BEGIN Given passage

Cardiac SPECT Radiomics Features Repeatability and Reproducibility: A Multi Scanner Phantom Study
Mohammad Edalat-Javid, Isaac Shiri, Ghasem Hajianfar, Hamid Abdollahi,, Niki Oveisi, Mohammad Javadian, Mojtaba Shamsaei Zafarghandi, Hadi Malek,, Ahmad Bitarafan-Rajabi, Mehrdad Oveisi

TL;DR
This study evaluates the robustness of cardiac SPECT radiomics features across various imaging settings using multiple scanners and identifies the most reproducible features for potential clinical application.
Contribution
It systematically assesses the repeatability and reproducibility of a wide range of radiomics features under different imaging parameters in a multi-scanner phantom study.
Findings
IDMN and IDN features are highly reproducible (COV < 5) across settings.
Matrix size significantly impacts feature variability, with over 82% showing high variability (COV > 20).
Certain features like IDMN, IDN, RP, ZE, and DE are consistently reproducible.

END Given passage
BEGIN Data under study

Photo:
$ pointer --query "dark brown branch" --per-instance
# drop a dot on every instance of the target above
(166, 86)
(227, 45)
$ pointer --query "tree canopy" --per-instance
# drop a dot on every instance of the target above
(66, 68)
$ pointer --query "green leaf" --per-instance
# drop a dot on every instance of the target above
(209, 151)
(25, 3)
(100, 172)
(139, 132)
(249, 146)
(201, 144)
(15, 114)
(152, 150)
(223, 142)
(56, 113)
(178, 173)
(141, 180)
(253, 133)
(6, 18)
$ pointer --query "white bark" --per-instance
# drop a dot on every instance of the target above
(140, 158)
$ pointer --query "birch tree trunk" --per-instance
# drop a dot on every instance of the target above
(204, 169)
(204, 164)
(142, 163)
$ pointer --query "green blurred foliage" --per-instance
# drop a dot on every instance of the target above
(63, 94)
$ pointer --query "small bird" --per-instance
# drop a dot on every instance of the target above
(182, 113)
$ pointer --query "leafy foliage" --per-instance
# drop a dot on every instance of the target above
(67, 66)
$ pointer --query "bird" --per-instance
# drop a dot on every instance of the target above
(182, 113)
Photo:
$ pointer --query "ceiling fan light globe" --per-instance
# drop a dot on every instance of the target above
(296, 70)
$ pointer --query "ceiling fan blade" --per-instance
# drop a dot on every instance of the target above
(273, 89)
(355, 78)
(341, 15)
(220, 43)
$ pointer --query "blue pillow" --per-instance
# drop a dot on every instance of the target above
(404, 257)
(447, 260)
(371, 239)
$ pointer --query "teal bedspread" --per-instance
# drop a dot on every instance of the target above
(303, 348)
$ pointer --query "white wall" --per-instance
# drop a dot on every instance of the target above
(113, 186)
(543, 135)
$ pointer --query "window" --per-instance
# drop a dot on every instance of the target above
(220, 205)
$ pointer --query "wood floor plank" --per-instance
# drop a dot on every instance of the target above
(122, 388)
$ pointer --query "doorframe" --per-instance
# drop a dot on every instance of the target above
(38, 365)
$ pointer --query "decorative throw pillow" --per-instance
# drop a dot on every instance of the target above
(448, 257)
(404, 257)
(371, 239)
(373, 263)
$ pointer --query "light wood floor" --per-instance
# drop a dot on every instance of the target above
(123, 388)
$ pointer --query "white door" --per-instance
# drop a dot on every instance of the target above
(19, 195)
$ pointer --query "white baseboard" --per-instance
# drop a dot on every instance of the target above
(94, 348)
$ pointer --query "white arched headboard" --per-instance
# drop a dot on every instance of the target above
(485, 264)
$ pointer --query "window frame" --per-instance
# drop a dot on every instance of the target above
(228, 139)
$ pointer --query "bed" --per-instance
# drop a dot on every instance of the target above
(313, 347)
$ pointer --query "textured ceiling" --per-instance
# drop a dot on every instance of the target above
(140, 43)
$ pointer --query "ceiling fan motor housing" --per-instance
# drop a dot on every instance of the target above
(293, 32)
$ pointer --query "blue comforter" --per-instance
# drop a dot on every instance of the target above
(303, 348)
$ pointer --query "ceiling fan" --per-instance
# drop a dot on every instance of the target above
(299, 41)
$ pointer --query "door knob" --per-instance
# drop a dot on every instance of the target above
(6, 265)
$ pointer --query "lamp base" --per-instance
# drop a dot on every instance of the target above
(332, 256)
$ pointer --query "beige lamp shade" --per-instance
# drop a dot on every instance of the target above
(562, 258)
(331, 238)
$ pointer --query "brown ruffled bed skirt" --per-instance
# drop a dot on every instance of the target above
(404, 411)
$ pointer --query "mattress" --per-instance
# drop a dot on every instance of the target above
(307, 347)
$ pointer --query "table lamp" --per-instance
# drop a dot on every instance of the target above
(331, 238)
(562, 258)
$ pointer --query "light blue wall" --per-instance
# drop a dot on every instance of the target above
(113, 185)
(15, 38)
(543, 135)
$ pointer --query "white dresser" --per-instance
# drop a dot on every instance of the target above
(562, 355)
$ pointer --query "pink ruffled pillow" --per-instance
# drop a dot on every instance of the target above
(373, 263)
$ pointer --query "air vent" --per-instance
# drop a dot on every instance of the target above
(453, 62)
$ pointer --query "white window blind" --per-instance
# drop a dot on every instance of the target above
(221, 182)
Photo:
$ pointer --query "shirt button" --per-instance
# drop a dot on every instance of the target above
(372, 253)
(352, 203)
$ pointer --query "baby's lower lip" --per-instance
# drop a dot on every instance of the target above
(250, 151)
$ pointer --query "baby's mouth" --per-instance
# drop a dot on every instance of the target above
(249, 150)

END Data under study

Required action 1 — Retype the cardiac SPECT radiomics summary word for word, starting with "Contribution" and going on through "(COV > 20).".
Required action 2 —
Using the cardiac SPECT radiomics summary, answer these:
(a) Which two features are highly reproducible with a COV below 5?
(b) What share of features shows high variability (COV > 20) because of matrix size?
(c) What kind of study was used to assess repeatability and reproducibility?

Written response 1 —
Contribution
It systematically assesses the repeatability and reproducibility of a wide range of radiomics features under different imaging parameters in a multi-scanner phantom study.
Findings
IDMN and IDN features are highly reproducible (COV < 5) across settings.
Matrix size significantly impacts feature variability, with over 82% showing high variability (COV > 20).

Written response 2 —
(a) IDMN and IDN
(b) Over 82%
(c) A multi-scanner phantom study